*What is required*
Work through the listing below, copying each line that carries the word "green".

*The input*
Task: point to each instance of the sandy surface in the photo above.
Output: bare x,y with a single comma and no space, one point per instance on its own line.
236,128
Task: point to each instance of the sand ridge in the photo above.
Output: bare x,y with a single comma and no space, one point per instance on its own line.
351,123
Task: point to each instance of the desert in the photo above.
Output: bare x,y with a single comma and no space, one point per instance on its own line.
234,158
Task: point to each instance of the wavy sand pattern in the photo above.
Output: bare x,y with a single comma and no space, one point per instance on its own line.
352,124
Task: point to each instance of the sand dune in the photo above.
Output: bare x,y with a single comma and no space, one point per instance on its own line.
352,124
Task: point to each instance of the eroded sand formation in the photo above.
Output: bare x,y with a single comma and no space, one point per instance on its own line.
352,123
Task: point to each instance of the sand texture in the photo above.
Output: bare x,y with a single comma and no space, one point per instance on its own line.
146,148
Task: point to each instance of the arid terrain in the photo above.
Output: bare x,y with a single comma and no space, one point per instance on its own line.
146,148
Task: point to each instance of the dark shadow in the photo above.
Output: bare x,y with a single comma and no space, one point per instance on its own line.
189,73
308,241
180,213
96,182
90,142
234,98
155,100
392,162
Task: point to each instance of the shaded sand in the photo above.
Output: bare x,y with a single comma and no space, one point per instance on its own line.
---
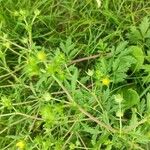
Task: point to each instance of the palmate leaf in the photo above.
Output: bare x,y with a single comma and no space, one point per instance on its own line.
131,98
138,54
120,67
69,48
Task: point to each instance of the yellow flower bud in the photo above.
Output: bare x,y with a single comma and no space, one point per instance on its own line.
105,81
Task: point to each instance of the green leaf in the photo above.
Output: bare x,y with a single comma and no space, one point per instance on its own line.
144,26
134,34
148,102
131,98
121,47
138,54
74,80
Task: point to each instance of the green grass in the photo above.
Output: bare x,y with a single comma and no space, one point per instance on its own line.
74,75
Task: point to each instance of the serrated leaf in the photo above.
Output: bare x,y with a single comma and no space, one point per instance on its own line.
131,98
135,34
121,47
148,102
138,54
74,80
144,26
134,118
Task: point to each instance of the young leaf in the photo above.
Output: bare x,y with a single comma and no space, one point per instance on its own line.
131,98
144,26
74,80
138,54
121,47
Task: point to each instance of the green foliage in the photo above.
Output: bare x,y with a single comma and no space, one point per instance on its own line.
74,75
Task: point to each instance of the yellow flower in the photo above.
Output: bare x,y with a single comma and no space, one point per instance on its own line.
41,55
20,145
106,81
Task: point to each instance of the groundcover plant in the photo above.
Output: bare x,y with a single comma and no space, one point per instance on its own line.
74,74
* * *
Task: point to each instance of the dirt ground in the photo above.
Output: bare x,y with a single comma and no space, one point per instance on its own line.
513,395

*Task response*
Task: point to each instance of the green leaf in the photo above.
Task: point to each instance of the green grass in the photo above.
Task: point to each instance of the green foliage in the photo above.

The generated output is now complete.